▶ **EXERCISE MATERIALS**
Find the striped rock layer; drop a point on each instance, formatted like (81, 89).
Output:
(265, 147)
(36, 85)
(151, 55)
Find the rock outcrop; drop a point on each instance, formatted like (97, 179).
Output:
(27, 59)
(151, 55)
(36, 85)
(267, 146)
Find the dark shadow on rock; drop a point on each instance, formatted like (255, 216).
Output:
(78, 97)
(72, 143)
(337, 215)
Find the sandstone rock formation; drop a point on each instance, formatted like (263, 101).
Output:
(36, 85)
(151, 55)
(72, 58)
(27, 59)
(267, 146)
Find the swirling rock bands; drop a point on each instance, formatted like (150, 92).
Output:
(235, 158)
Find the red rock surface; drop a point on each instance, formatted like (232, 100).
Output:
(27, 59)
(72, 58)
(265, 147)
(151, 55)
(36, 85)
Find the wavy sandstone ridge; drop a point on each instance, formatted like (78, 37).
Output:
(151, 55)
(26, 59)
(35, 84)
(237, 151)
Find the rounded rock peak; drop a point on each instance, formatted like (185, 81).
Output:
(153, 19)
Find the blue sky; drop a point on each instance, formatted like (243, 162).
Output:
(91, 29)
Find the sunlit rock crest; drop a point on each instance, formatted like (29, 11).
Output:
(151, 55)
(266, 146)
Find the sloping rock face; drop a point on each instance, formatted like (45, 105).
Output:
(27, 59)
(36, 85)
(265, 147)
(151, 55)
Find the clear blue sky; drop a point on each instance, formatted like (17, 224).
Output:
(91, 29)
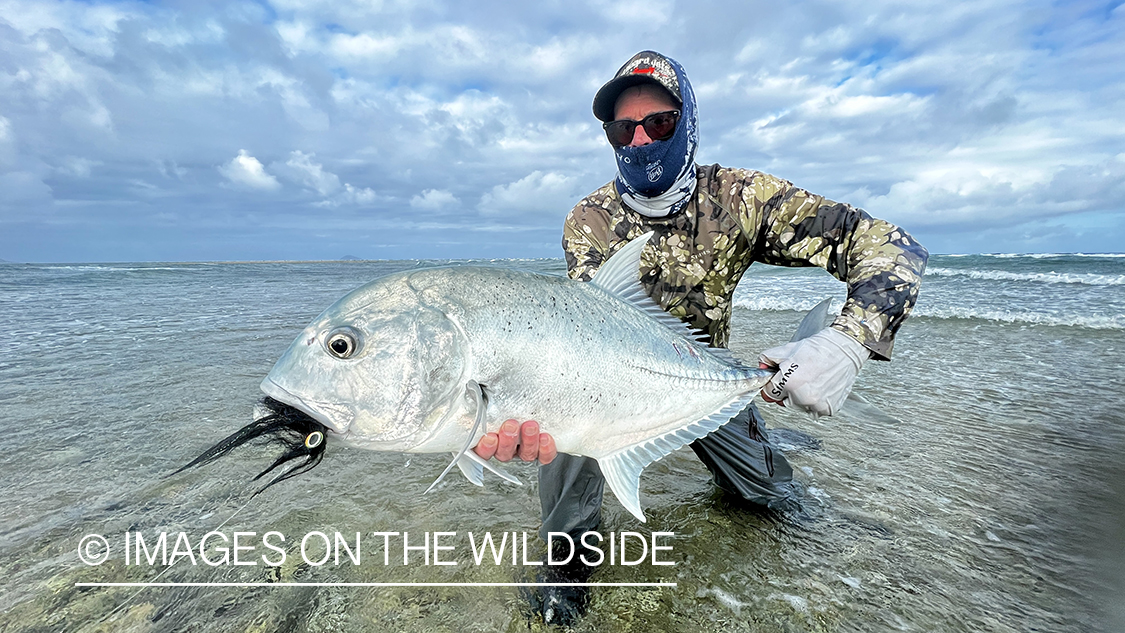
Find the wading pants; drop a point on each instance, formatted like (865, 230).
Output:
(738, 455)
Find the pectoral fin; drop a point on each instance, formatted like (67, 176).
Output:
(471, 464)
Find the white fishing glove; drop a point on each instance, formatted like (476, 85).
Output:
(815, 373)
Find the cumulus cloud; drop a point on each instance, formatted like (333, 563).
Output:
(302, 169)
(548, 192)
(248, 171)
(434, 199)
(946, 117)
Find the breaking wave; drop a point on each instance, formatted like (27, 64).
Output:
(1067, 319)
(1085, 278)
(1092, 322)
(1034, 255)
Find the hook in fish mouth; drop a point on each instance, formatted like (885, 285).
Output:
(297, 432)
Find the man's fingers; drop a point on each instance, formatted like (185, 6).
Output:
(507, 440)
(515, 440)
(529, 441)
(547, 451)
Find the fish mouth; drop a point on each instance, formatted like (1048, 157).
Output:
(302, 437)
(336, 417)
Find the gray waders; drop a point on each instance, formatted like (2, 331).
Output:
(738, 455)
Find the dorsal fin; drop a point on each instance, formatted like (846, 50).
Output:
(620, 276)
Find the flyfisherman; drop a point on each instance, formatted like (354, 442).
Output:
(710, 224)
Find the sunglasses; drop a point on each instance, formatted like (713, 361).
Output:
(658, 126)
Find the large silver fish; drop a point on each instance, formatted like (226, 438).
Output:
(429, 361)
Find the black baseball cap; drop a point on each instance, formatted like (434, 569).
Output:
(646, 66)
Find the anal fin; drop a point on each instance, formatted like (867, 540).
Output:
(622, 469)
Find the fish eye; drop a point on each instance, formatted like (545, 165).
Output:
(342, 343)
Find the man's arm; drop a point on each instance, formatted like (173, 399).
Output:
(881, 263)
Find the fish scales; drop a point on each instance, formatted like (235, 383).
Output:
(431, 360)
(595, 372)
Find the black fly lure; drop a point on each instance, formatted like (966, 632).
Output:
(295, 431)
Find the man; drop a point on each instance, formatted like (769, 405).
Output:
(710, 223)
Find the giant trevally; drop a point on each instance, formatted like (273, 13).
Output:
(430, 360)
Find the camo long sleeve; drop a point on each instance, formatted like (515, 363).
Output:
(738, 217)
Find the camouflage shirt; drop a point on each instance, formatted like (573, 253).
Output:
(738, 217)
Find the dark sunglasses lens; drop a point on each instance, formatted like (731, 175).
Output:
(620, 133)
(660, 126)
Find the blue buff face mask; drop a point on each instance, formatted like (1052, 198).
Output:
(663, 168)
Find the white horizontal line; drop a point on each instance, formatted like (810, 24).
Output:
(375, 584)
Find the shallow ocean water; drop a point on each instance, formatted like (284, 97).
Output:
(983, 495)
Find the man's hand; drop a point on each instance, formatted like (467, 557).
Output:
(816, 373)
(515, 440)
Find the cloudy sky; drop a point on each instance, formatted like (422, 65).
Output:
(300, 129)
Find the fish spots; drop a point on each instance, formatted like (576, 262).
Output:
(681, 347)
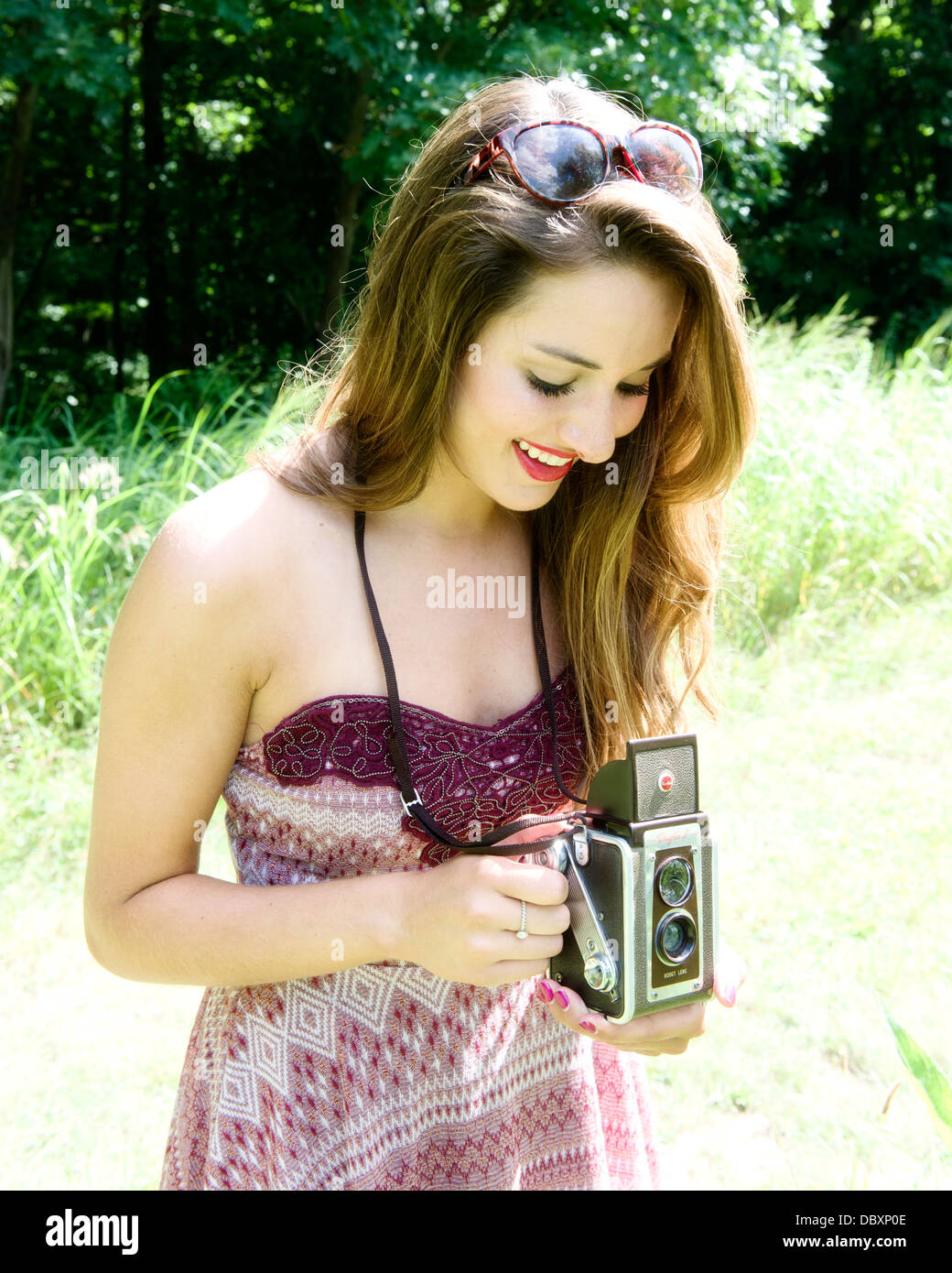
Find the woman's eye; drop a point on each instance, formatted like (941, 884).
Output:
(559, 390)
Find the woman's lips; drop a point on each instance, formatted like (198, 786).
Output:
(537, 470)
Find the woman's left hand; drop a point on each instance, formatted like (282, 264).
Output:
(658, 1032)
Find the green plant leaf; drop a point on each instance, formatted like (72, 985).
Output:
(932, 1084)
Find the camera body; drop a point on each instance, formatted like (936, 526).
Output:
(643, 885)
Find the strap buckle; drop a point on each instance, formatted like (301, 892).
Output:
(414, 801)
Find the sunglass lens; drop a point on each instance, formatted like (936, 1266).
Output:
(559, 160)
(665, 159)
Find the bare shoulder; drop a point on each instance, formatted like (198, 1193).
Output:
(252, 535)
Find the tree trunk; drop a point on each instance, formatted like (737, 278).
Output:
(9, 208)
(345, 202)
(154, 198)
(119, 256)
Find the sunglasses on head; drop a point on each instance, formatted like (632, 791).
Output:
(560, 160)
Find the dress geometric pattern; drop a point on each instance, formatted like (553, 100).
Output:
(385, 1076)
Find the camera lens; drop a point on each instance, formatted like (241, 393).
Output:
(675, 881)
(676, 937)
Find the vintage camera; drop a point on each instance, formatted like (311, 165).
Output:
(643, 885)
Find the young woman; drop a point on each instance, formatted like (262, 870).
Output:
(548, 364)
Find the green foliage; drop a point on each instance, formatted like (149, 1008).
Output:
(844, 506)
(273, 125)
(932, 1084)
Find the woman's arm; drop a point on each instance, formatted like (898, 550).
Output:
(183, 662)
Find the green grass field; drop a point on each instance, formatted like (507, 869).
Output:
(825, 780)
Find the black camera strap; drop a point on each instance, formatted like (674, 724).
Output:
(396, 743)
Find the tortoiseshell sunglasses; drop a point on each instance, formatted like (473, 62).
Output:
(559, 160)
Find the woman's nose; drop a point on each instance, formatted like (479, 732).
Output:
(592, 440)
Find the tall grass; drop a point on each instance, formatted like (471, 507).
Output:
(843, 508)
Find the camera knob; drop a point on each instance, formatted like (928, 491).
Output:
(600, 973)
(553, 857)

▶ **TASK**
Shift the point answers in the listing by writing out everything from the line containing "Find the woman's left" down to the line containing "(385, 1076)", both lines included, with 41 added to each number in every answer coordinate. Leave the pairs after "formatted like" unchanged.

▶ **TASK OUTPUT**
Find the woman's left hand; drop a point on each instance, formatted like (282, 264).
Output:
(699, 1073)
Find the green plant leaf; drop a point on each instance, formatted like (72, 985).
Output:
(973, 1125)
Find the camera body; drop a point on each instance, formatted like (936, 526).
Output:
(684, 926)
Find the strap buckle; drop a point on each instance, formatted like (301, 892).
Output:
(455, 842)
Find the sunglass lens; drop a point on each instance, formatted like (936, 1266).
Output:
(600, 201)
(706, 200)
Find the bare shoulder; drop a point on each instance, formatted like (198, 1193).
Output:
(293, 576)
Find the tree trunk; drop a point on each instance, formatted like (737, 278).
Output:
(50, 249)
(386, 243)
(195, 239)
(160, 297)
Find the sunglasses on head; drop a point on each instance, formatted like (632, 791).
Output:
(601, 201)
Find the dress geometric pattern; drop a point on each instance, formatted like (553, 100).
Output:
(426, 1117)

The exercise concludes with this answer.